Copy out the data word for word, from the line with "In this exercise you will find the red" to the line with "[(280, 145)]", both of those lines included.

**RECORDS FOR THE TASK:**

-*-

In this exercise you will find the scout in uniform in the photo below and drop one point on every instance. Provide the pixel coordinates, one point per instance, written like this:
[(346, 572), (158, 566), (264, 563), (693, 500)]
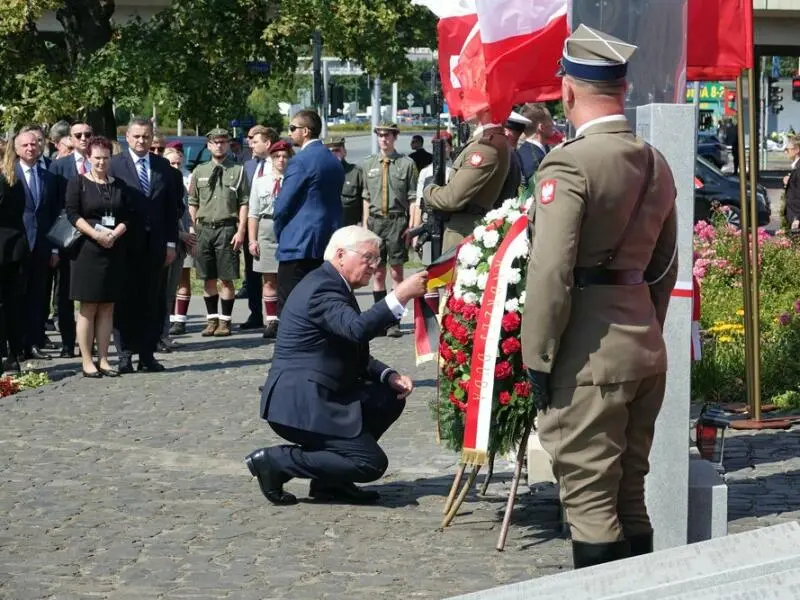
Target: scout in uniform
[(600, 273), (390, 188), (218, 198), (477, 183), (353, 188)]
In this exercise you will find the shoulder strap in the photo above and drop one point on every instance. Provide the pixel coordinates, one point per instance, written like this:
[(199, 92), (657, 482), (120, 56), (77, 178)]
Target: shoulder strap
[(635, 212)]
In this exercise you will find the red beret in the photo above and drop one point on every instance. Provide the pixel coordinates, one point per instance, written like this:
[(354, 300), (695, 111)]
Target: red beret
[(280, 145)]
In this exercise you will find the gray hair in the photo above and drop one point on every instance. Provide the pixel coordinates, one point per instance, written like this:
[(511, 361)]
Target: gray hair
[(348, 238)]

-*-

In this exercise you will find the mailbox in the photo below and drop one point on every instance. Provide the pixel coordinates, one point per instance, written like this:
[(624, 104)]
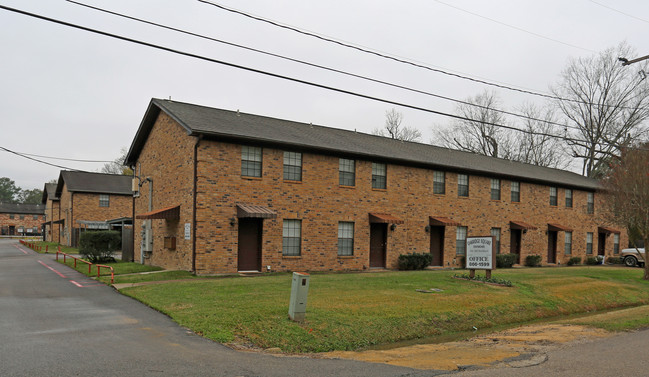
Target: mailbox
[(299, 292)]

-*-

**TASK ANSWER:**
In this exercise you will find the red beret in the photo above and drop one point on every instance. Provide the pixel coordinates, one point per instance, written like this:
[(354, 300), (695, 111)]
Target: red beret
[(280, 145)]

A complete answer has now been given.